On the other hand, computers do need to represent abstract characters in some way: for this, they use arrays of bytes (numbers between 0 and 255 included), because their memory comes in byte chunks. The necessary process that converts characters to bytes is called encoding. Thus, a computer requires an encoding in order to represent characters. Any text present on your computer is encoded (until it is displayed), whether it be sent to a terminal (which expects characters encoded in a specific way), or saved in a file. In order to be displayed or properly "understood" (by, say, the Python interpreter), streams of bytes are decoded into characters. A few encodings (UTF-8, UTF-16,…) are defined by Unicode for its list of characters (Unicode thus defines both a list of characters and encodings for these characters—there are still places where one sees the expression "Unicode encoding" as a way to refer to the ubiquitous UTF-8, but this is incorrect terminology, as Unicode provides multiple encodings).
In summary, computers need to internally represent characters with bytes, and they do so through two operations:
Encoding: characters → bytes
Decoding: bytes → characters
Some encodings cannot encode all characters (e.g., ASCII), while (some) Unicode encodings allow you to encode all Unicode characters. The encoding is also not necessarily unique, because some characters can be represented either directly or as a combination (e.g. of a base character and of accents).
Note that the concept of newline adds a layer of complication, since it can be represented by different (control) characters that depend on the operating system (this is the reason for Python's universal newline file reading mode).
Some more information on Unicode, characters and code points, if you are interested:
Now, what I have called "character" above is what Unicode calls a "user-perceived character". A single user-perceived character can sometimes be represented in Unicode by combining character parts (base character, accents,…) found at different indexes in the Unicode list, which are called "code points"—these codes points can be combined together to form a "grapheme cluster".
Unicode thus leads to a third concept of string, made of a sequence of Unicode code points, that sits between byte and character strings, and which is closer to the latter. I will call them "Unicode strings" (like in Python 2).
While Python can print strings of (user-perceived) characters, Python non-byte strings are essentially sequences of Unicode code points, not of user-perceived characters. The code point values are the ones used in Python's \u and \U Unicode string syntax. They should not be confused with the encoding of a character (and do not have to bear any relationship with it: Unicode code points can be encoded in various ways).
This has an important consequence: the length of a Python (Unicode) string is its number of code points, which is not always its number of user-perceived characters: thus s = "\u1100\u1161\u11a8"; print(s, "len", len(s)) (Python 3) gives 각 len 3 despite s having a single user-perceived (Korean) character (because it is represented with 3 code points—even if it does not have to, as print("\uac01") shows). However, in many practical circumstances, the length of a string is its number of user-perceived characters, because many characters are typically stored by Python as a single Unicode code point.

[Excerpts of pointing data]
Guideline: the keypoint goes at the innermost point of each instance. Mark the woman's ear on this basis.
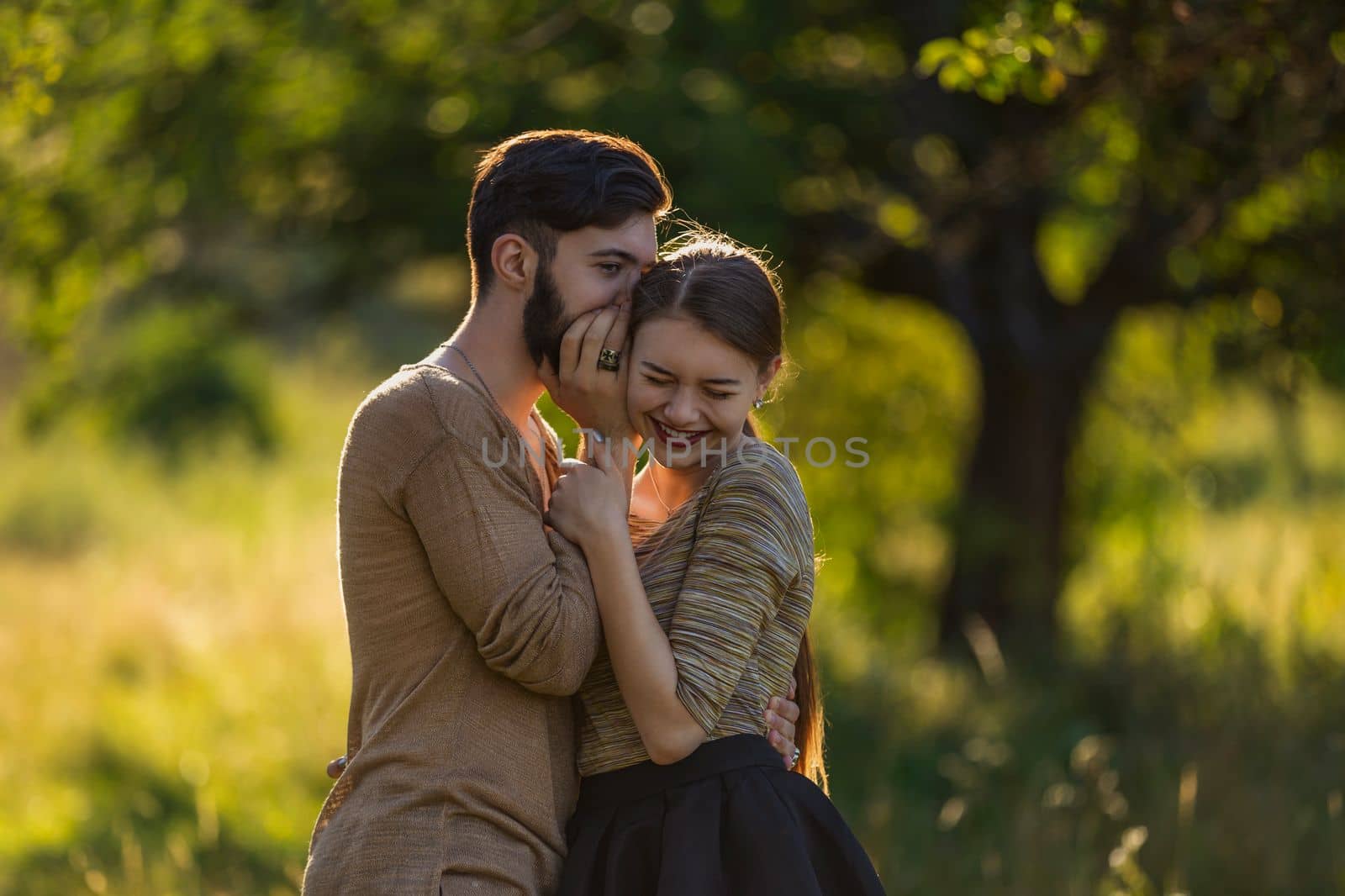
(767, 374)
(514, 261)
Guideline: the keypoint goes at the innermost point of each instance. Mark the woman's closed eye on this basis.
(712, 393)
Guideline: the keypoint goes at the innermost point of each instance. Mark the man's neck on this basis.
(499, 356)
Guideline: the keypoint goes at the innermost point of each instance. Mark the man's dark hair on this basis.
(546, 182)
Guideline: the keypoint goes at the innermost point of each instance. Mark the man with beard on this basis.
(471, 623)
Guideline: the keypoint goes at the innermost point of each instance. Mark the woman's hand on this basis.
(592, 396)
(589, 499)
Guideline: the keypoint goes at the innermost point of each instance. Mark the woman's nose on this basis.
(681, 409)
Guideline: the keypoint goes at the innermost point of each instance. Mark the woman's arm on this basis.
(677, 688)
(642, 658)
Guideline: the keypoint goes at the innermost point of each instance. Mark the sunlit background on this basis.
(1073, 269)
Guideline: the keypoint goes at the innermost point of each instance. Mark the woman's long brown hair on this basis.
(733, 293)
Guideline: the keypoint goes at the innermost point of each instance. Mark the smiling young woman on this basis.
(704, 618)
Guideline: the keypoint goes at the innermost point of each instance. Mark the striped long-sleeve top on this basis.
(730, 576)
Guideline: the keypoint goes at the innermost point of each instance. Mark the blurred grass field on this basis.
(177, 669)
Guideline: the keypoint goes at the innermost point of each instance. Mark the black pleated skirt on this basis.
(725, 821)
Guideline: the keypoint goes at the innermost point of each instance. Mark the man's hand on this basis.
(592, 396)
(589, 502)
(780, 714)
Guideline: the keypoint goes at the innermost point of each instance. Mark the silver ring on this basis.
(609, 360)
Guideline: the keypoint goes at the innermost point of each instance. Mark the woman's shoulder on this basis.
(759, 470)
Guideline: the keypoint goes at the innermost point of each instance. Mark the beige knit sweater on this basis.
(470, 627)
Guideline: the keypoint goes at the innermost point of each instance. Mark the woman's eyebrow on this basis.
(717, 381)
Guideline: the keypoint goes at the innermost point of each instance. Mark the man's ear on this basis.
(514, 261)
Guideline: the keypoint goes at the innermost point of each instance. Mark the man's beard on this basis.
(544, 320)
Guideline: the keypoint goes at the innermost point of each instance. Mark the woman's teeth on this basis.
(678, 435)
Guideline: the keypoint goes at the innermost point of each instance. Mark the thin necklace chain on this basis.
(654, 481)
(477, 373)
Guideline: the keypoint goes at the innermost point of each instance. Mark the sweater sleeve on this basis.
(522, 589)
(741, 567)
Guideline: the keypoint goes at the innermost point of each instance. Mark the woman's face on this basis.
(689, 390)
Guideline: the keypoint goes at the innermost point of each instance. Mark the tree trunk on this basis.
(1009, 559)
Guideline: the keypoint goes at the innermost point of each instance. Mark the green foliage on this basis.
(168, 376)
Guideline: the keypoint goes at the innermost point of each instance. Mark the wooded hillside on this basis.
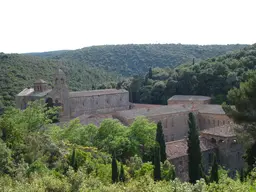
(20, 71)
(129, 60)
(212, 77)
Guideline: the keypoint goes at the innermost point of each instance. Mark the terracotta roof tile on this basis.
(179, 148)
(189, 98)
(153, 111)
(96, 92)
(224, 130)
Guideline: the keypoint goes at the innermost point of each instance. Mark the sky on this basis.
(47, 25)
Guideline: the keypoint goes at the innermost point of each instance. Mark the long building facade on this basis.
(74, 104)
(216, 128)
(217, 134)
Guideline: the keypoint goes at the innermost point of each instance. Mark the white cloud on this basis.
(30, 26)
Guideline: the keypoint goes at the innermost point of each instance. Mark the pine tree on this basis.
(114, 169)
(160, 140)
(122, 176)
(250, 157)
(157, 166)
(241, 175)
(73, 160)
(150, 74)
(194, 151)
(214, 171)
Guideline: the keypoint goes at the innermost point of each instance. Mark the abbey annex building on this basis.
(216, 129)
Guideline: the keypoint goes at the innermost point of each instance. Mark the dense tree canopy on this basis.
(36, 155)
(129, 60)
(20, 71)
(212, 77)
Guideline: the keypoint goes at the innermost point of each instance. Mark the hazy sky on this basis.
(45, 25)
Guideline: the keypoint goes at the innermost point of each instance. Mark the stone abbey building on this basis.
(74, 104)
(216, 129)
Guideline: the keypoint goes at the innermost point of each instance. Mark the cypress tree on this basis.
(114, 169)
(157, 166)
(73, 160)
(214, 171)
(194, 151)
(122, 176)
(150, 74)
(160, 140)
(250, 157)
(242, 175)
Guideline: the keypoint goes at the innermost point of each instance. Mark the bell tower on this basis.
(60, 93)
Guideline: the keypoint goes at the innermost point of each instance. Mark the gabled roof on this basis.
(211, 109)
(154, 111)
(40, 81)
(227, 130)
(96, 92)
(26, 92)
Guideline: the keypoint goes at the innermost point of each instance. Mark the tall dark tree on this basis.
(157, 165)
(194, 151)
(122, 176)
(114, 169)
(250, 157)
(214, 171)
(160, 140)
(243, 113)
(150, 73)
(74, 160)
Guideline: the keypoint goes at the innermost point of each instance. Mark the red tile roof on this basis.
(179, 148)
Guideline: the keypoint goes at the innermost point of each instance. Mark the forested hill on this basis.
(212, 77)
(132, 59)
(19, 71)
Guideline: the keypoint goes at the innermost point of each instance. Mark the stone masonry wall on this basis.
(98, 104)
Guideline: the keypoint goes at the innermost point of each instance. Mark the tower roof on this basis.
(40, 81)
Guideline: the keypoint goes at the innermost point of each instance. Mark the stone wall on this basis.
(206, 121)
(181, 164)
(187, 102)
(104, 103)
(230, 152)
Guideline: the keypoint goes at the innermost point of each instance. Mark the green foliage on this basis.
(212, 77)
(134, 59)
(122, 175)
(214, 171)
(41, 159)
(161, 142)
(20, 71)
(114, 170)
(168, 171)
(156, 162)
(194, 151)
(142, 137)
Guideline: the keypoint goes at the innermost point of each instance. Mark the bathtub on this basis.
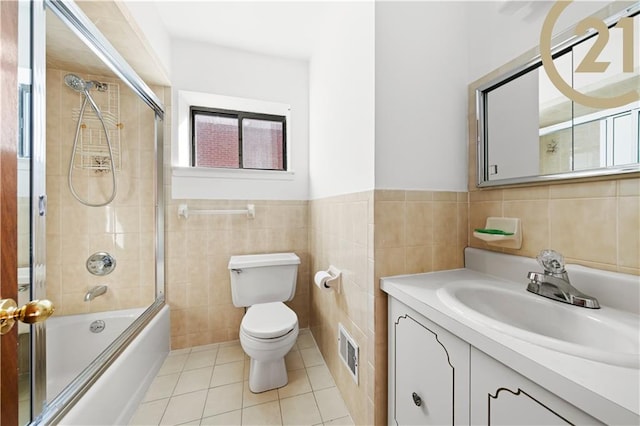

Exercise set →
1 > In the passage on character encoding:
(a) What is the process that converts characters to bytes called?
(b) What name does Unicode give to the indexes in its list that can be combined into a "grapheme cluster"?
(c) What does the length of a Python (Unicode) string count?
2 > Can you output, word for word, the part of the passage on character encoding that opens with the words containing "In summary, computers" and closes with "and of accents)."?
Rely only on the passage on character encoding.

Results by task →
1 >
(a) Encoding.
(b) Code points.
(c) Its number of code points.

2 >
In summary, computers need to internally represent characters with bytes, and they do so through two operations:
Encoding: characters → bytes
Decoding: bytes → characters
Some encodings cannot encode all characters (e.g., ASCII), while (some) Unicode encodings allow you to encode all Unicode characters. The encoding is also not necessarily unique, because some characters can be represented either directly or as a combination (e.g. of a base character and of accents).